PAGE TEXT START

Abstract

The notion of “primitive living taxon,” or “living fossil,” largely stems from the evolutionary concepts that have pervaded systematics for nearly a century, notably the view that paraphyletic taxa are real and ancestral. Certain living taxa are regarded as primitive because some of their characters remain in a plesiomorphic state relative to their homologues in other, closely related living taxa, and this assessment rests on both out‐group comparison and fossil data. The biology of “primitive living taxa” is thus supposed to mirror that of the related fossil taxa they resemble. Physiologists, therefore, bet that the physiological functions of a reputedly “primitive living fish” are the same as those of its fossil anatomical proxies, but paleontologists often infer those of the latter on the basis of “primitive” living models. In some cases, such circular reasoning can be avoided by considering paleoenvironmental data that are inferred preferably from geochemical parameters. An overview of living and fossil vertebrate phylogeny, however stable it may seem, shows that there are several ways of defining and naming taxa, and that shared physiological characters of a crown group may not be extrapolated to its stem group, the divergence of which may be much earlier. Physiological characters are probably no more and no less homoplastic than morphological characters. Like the latter, they can be decomposed into series of states that can be included in fractioned and combined parsimony analyses, and can contribute to patterning the trees, instead of being interpreted a priori as adaptive and mapped as attributes on trees based on other kinds of characters.

PAGE TEXT END
GIVEN ENTRIES START

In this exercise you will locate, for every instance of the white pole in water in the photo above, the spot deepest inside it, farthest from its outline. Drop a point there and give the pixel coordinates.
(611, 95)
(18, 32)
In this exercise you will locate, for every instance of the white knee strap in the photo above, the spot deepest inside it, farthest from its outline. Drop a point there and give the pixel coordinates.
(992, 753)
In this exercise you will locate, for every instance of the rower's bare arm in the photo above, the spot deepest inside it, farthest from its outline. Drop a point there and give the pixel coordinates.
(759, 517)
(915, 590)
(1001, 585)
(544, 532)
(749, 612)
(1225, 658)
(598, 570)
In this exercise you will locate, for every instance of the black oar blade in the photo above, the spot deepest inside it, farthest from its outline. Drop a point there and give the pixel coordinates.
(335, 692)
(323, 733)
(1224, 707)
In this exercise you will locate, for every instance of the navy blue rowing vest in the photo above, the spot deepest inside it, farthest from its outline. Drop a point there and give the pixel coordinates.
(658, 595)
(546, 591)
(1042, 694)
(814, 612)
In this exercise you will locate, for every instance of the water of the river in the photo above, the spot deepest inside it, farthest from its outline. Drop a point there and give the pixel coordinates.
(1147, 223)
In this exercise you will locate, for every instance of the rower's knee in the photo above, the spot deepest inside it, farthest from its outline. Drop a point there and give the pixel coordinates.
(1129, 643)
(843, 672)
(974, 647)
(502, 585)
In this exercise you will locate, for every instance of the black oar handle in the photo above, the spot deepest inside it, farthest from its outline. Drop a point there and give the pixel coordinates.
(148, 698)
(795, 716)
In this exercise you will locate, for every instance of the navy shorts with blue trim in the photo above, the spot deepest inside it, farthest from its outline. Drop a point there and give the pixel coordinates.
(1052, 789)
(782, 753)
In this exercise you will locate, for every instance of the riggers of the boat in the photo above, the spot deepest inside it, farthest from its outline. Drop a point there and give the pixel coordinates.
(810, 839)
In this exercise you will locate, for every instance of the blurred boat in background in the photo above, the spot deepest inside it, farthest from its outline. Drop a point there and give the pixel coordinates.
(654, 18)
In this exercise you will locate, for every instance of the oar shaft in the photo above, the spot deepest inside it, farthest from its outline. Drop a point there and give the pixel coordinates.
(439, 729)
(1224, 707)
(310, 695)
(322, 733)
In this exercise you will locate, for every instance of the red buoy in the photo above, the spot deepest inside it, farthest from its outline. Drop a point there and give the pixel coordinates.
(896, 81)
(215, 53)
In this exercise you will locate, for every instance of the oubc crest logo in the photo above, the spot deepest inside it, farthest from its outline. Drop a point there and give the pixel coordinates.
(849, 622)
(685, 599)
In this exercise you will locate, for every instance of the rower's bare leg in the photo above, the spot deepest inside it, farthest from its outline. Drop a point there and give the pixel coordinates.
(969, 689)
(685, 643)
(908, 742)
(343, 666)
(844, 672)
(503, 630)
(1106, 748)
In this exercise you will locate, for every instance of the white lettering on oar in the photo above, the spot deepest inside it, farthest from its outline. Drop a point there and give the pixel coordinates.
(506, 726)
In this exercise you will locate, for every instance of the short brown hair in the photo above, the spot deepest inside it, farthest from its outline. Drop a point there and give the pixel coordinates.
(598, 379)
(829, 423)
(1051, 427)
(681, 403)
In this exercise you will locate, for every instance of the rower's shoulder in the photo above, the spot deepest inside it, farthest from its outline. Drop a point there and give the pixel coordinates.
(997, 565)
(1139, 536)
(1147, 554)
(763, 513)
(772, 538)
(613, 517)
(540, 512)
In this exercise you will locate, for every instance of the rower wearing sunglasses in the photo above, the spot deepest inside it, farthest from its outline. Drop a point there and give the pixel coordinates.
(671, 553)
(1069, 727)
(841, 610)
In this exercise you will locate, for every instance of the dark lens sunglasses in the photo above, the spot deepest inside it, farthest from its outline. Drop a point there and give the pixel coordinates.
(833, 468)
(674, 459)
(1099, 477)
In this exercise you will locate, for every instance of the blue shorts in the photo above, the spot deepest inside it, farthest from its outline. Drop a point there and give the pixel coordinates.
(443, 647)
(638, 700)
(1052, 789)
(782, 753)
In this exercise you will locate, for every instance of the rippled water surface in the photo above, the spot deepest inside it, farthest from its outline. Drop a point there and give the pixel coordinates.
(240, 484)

GIVEN ENTRIES END

## WHAT THE EXERCISE ASKS
According to the abstract, from what are paleoenvironmental data preferably inferred?

## OUTPUT FOR THIS TASK
Geochemical parameters.